• _TASK TO CARRY OUT_: Your reply should be a faithful copy of the records below, free of pictures.

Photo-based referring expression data

⁂

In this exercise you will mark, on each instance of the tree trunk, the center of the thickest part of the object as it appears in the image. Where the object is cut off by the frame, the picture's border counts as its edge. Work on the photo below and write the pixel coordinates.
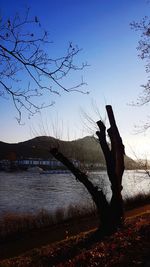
(114, 158)
(110, 214)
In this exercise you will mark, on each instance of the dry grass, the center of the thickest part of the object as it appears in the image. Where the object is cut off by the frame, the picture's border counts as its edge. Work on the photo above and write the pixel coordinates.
(128, 247)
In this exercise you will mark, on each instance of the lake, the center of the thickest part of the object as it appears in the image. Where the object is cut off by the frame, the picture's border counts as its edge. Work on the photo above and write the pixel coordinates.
(22, 192)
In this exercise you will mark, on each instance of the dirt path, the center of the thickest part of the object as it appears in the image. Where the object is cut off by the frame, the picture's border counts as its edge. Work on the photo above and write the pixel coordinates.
(54, 234)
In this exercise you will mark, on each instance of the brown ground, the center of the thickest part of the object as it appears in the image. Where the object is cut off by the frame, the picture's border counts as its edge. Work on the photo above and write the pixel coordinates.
(129, 247)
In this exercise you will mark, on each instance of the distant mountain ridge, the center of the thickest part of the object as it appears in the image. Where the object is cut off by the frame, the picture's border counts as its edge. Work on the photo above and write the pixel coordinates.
(86, 150)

⁂

• _EXERCISE ANSWER_:
In this exercise you will mark, on each instance of the tree trunk, the center of the thickest part of the object as it appears in the image. Where the object is cut off by the frame, the picture's border counts as its edge. Work on the photo below and write the pixel coordinates.
(114, 158)
(110, 214)
In this exercise you will mark, on each instance of the dry grass, the center of the thickest part of the object as it appears in the image. Where the object is cut off by the frame, the picture's border counts as its edge. Work on the photo above and write the pixel coordinates.
(128, 247)
In this exercise you will mark, on each instance of the lake, the center of the thickest part of the object as it appears in the image. Where the object is cut off by the frame, the picture's border counts as its edge. Work on the photo above and write the pixel coordinates.
(22, 192)
In this exercise you will mark, on each instance of the dirt path, the center of the thickest part of the object as it appears in the image. Where the object is cut off by the frame, the picture's border counts as its edge. Work on the photo above and write the pixel coordinates.
(54, 234)
In this exercise you will mark, on each instance of the brown ground, the center of the thickest part of the object as it appears in the image. Where the object is cut off by the frame, the picture's border counts as its edge. Work on the photo above and write the pixel coordinates.
(129, 247)
In this exercise you will mark, on each instance of the distant mountain ridge, the center of the thickest part of the object as it appears in the image. Where the object is cut off by the frame, the picture's border counts as its edge. Work on the photo above and write the pixel coordinates.
(86, 150)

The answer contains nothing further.